> [Il compito]: Secondo il documento di origine, chi era considerato il primo dei semidei tra gli avvocati penali di grido?

------ Documento di origine

Ogni quindici giorni durante le sessioni giudiziarie soltanto tre o quattro signori lasciavano la regione con finto disappunto (viceversa erano lietissimi del diversivo che per quei bravi padri di famiglia rappresentava una scappatella) e si trasferivano a Lucera, sede riverita della corte d’assise in funzione di cittadini giurati e tornavano con la testa piena di racconti straordinari, efferatissimi delitti e vaste arringhe dei patetici penalisti del Mezzogiorno: gli avvocati penali di grido erano considerati dei semidei, il primo dei semidei era il professor Pessina.

Altro motivo d’evasione lo offriva la fiera di Sansevero per i proprietari di bestiame, quella di Foggia per gli allevatori più grossi e a dire di Benedetto Croce – che ha poderi in Puglia ed è ricco di storia nostra – quest’ultimo era il pretesto annuale per ben altre licenze facili a supporsi che talvolta avevano conseguenze alquanto penose e non poco imbarazzanti.

Chi poteva mandava i figli agli studi, al lucerino collegio che poi si intitolò a Ruggero Bonghi , o, più modestamente, al seminario di Manfredonia, a quello di Molfetta, : la vocazione, se c’era, sarebbe saltata fuori per via. Così cominciò la fuga dell’élite perché molti, moltissimi, dagli studi non tornarono più nella casa nativa; poi sopravvenne la grande emorragia del sangue garganico, l’emigrazione popolare transoceanica, e da allora gli americani entrarono definitivamente nel discorso.

------------
------ Blocco dati

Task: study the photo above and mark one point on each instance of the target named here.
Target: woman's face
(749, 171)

------------

> [La risposta]: Il professor Pessina.